**Gestellte Aufgabe a:**
Aus welchen drei Stufen besteht laut dem Textabschnitt das Erkundungsprogramm für die geotechnischen Kategorien GK 2 und GK 3?

**Textabschnitt:**
******

1. Erkundungsumfang
In den Ö-Normen EN 1997-2 bzw. B 1997-2 erfolgt, abhängig vom Schwierigkeitsgrad eines Bauvorhabens, eine Einteilung in geotechnische Kategorien (GK 1 bis GK 3). Diese Vorab-Einteilung ermöglicht eine erste Risikoabschätzung für die geplante Baumaßnahme, wobei Gelände- und Untergrundverhältnisse, die Schwierigkeit der Konstruktion (tiefe Geländeeinschnitte etc.) sowie die Wechselbeziehungen zur Umgebung (bestehende Nachbarbebauungen) berücksichtigt werden.
Entsprechend den o.a. Normen ist für die geotechnischen Kategorien GK 2 und GK 3 ein dreistufiges Erkundungsprogramm vorgesehen:
- Vorstudie
- Voruntersuchung
- Hauptuntersuchung
Bereits in unserem Artikel „Vergrabenes Geld?“ haben wir die Problematik thematisiert, dass dem Geotechniker aus ökonomischen Gründen nur relativ selten eine normgemäße Erkundung des Untergrundes zugestanden wird bzw. als Basis für seine Planungen zur Verfügung steht.
Dabei können die Risiken, die der Baugrund in sich birgt, durch einen größeren Umfang des Erkundungsprogramms deutlich reduziert werden. Ein gewisses Restrisiko bleibt jedoch immer bestehen,
welches unter dem Begriff „Baugrundrisiko“ zusammengefasst wird.
2. Definition Baugrundrisiko
Laut Wikipedia definiert die DIN EN 1997-2 das Baugrundrisiko wie folgt:
„Baugrundrisiko: ein in der Natur der Sache liegendes, unvermeidbares Restrisiko, das bei Inanspruchnahme des Baugrundes zu unvorhersehbaren Wirkungen bzw. Erschwernissen, z. B. Bauschäden oder Bauverzögerungen, führen kann, obwohl derjenige, der den Baugrund zur Verfügung stellt, seiner Verpflichtung zur Untersuchung und Beschreibung der Baugrund- und Grundwasserverhältnisse nach den Regeln der Technik zuvor vollständig nachgekommen ist, und obwohl der Bauausführende seiner eigenen Prüfungs- und Hinweispflicht nachgekommen ist.“
3. Verantwortung der Projektbeteiligten
3.1 Bauherr:
Aus der o.a. Definition lässt sich ableiten, dass das Baugrundrisiko bei geringerem Untersuchungsaufwand höher ist als bei Durchführung einer normgemäßen Hauptuntersuchung.

******

**Datensatzzeilen:**
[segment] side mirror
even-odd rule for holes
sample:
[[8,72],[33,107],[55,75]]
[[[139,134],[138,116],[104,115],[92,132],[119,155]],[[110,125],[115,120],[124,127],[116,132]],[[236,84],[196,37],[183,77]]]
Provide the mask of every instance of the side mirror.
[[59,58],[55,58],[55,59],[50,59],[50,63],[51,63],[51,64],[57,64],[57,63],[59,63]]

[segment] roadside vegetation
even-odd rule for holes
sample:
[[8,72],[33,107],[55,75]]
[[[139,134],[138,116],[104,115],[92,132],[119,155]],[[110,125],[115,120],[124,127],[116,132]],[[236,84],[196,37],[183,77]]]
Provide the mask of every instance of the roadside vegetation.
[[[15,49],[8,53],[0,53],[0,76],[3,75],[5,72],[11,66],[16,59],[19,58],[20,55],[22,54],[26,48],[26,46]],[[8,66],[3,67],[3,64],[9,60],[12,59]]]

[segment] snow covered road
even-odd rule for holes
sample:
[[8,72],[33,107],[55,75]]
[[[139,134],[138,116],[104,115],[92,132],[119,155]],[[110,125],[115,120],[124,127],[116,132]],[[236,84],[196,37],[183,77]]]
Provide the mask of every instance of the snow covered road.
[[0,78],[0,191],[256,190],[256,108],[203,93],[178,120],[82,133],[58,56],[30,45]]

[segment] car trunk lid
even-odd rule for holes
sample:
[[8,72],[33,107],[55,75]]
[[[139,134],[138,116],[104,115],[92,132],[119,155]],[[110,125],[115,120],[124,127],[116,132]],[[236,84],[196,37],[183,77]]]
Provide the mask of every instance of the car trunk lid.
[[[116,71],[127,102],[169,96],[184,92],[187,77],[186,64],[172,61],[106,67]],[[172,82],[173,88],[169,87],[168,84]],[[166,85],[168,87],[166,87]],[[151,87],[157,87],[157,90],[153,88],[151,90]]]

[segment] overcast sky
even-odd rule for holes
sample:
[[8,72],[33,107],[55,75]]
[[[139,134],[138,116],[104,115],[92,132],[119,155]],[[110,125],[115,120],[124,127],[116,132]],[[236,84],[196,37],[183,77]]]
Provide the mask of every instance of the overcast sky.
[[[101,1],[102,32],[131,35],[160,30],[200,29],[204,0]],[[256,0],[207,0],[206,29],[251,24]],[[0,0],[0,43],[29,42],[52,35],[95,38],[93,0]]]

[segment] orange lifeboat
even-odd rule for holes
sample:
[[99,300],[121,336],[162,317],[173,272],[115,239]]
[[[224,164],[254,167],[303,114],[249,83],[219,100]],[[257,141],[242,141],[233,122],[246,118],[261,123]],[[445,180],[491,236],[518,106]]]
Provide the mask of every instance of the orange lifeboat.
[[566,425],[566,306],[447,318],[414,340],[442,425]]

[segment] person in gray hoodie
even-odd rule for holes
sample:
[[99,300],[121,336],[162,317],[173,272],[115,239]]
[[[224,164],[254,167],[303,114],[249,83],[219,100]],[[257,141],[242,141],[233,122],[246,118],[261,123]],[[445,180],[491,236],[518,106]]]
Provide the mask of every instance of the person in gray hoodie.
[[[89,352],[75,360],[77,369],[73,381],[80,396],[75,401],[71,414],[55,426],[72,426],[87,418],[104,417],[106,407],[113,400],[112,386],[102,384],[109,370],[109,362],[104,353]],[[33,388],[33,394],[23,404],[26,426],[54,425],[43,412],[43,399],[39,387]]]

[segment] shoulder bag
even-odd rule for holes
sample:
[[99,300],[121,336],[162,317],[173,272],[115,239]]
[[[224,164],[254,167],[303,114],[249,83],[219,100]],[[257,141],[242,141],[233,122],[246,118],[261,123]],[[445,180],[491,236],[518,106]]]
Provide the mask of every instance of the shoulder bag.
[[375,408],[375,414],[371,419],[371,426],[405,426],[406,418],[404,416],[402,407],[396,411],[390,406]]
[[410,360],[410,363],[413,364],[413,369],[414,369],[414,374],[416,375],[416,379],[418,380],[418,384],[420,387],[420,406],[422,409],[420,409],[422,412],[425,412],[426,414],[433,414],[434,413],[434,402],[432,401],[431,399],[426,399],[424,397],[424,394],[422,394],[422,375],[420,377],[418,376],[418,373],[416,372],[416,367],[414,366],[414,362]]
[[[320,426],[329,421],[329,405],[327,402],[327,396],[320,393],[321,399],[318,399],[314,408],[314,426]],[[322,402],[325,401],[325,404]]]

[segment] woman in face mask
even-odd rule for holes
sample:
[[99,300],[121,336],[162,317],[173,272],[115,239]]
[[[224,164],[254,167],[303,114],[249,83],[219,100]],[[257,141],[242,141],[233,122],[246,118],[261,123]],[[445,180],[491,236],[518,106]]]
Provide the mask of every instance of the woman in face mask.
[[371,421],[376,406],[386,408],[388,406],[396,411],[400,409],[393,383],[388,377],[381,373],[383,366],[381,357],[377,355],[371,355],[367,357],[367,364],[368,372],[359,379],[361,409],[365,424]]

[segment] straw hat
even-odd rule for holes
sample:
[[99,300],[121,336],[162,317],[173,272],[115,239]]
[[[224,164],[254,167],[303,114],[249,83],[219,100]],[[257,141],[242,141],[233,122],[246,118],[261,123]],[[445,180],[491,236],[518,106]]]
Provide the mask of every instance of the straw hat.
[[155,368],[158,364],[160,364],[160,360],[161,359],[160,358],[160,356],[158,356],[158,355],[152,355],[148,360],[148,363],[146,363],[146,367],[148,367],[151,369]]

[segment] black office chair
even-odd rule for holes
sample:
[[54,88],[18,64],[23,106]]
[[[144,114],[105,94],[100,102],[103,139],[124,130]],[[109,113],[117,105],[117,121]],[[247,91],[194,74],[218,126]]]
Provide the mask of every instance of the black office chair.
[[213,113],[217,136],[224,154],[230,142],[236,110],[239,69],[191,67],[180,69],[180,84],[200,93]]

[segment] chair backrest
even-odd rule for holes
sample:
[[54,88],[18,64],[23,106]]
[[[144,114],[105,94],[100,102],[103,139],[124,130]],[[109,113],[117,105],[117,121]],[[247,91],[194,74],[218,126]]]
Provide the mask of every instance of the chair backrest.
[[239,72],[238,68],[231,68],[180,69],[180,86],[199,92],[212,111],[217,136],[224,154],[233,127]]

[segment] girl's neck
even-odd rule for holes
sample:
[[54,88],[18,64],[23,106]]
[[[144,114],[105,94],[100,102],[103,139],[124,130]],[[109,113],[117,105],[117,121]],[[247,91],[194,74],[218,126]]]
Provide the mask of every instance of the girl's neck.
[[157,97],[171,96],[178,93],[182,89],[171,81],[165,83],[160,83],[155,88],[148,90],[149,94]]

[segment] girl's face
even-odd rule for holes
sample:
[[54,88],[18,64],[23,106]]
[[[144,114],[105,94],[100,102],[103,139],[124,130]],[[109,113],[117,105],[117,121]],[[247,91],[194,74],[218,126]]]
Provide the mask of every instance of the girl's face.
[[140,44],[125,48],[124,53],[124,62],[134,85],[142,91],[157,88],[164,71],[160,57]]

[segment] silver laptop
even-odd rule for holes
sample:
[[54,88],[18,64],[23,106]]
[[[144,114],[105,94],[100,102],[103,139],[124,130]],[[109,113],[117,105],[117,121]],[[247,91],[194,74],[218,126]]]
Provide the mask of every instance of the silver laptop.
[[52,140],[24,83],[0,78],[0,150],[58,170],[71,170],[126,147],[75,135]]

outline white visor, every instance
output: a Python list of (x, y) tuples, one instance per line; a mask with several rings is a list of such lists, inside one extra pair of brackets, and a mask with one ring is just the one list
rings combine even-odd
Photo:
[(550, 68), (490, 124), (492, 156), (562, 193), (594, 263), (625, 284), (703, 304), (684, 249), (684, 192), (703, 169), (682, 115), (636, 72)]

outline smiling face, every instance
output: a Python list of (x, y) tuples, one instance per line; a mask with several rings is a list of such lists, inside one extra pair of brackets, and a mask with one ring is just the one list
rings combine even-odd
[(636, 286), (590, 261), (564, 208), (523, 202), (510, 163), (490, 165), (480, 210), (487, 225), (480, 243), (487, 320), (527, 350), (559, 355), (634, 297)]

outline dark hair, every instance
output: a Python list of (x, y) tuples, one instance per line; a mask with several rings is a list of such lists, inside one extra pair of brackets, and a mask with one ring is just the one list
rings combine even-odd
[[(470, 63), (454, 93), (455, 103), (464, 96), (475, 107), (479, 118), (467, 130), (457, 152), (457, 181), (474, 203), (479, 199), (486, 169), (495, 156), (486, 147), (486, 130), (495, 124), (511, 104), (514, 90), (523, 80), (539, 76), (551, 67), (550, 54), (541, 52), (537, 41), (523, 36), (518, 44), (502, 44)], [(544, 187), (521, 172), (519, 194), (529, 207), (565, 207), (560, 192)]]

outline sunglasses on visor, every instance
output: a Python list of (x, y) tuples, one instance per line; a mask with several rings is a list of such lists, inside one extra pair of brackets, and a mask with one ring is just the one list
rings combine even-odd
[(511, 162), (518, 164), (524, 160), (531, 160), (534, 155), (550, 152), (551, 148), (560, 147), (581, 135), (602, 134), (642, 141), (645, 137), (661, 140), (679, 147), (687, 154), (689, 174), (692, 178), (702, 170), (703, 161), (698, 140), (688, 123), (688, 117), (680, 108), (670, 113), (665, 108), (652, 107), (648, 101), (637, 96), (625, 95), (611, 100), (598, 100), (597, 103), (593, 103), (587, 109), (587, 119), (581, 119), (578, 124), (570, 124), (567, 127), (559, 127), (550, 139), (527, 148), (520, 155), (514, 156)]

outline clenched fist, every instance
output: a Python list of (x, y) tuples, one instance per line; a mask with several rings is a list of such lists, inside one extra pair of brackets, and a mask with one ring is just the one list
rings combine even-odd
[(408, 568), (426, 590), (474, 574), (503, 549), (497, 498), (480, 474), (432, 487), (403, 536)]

******

**Gestellte Aufgabe b:**
Zitiere aus der Auflistung wortgetreu die Zeilen ab der Zeile mit „[segment] overcast sky“ bis einschließlich der Zeile mit „Provide the mask of every instance of the overcast“.

**Richtige Antwort a:**
Vorstudie, Voruntersuchung und Hauptuntersuchung.

**Richtige Antwort b:**
[segment] overcast sky
even-odd rule for holes
sample:
[[8,72],[33,107],[55,75]]
[[[139,134],[138,116],[104,115],[92,132],[119,155]],[[110,125],[115,120],[124,127],[116,132]],[[236,84],[196,37],[183,77]]]
Provide the mask of every instance of the overcast sky.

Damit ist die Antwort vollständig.